● BRIEF: Each entry below should be echoed exactly, with pictures omitted.

- - -

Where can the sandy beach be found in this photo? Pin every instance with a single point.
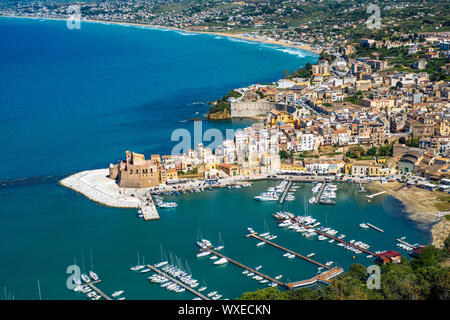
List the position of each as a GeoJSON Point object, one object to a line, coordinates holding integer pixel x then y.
{"type": "Point", "coordinates": [422, 206]}
{"type": "Point", "coordinates": [240, 36]}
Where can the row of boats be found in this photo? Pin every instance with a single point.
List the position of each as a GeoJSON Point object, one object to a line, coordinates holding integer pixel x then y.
{"type": "Point", "coordinates": [309, 227]}
{"type": "Point", "coordinates": [259, 278]}
{"type": "Point", "coordinates": [274, 193]}
{"type": "Point", "coordinates": [327, 196]}
{"type": "Point", "coordinates": [83, 287]}
{"type": "Point", "coordinates": [182, 276]}
{"type": "Point", "coordinates": [160, 203]}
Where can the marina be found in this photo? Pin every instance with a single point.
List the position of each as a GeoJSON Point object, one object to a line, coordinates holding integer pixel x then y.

- - -

● ANSWER TO THE TASK:
Where can the sandy beach be found in this photo? Pin every instance with a single point.
List the position of each as a GeoJSON Point object, one object to a line, coordinates holding integer pixel x then y.
{"type": "Point", "coordinates": [422, 206]}
{"type": "Point", "coordinates": [240, 36]}
Where can the row of boats be found in this photo? Pin every instance with a single point.
List the position of each as a GeoJSON Point object, one object to a line, coordinates holding integer pixel x then y.
{"type": "Point", "coordinates": [309, 227]}
{"type": "Point", "coordinates": [259, 278]}
{"type": "Point", "coordinates": [274, 193]}
{"type": "Point", "coordinates": [327, 196]}
{"type": "Point", "coordinates": [83, 287]}
{"type": "Point", "coordinates": [182, 276]}
{"type": "Point", "coordinates": [160, 203]}
Where can the marina be found in this photo? Pin every instance with a single point.
List the position of each as a GeoJSON Point object, one object to a line, coordinates holding integer pixel x then y.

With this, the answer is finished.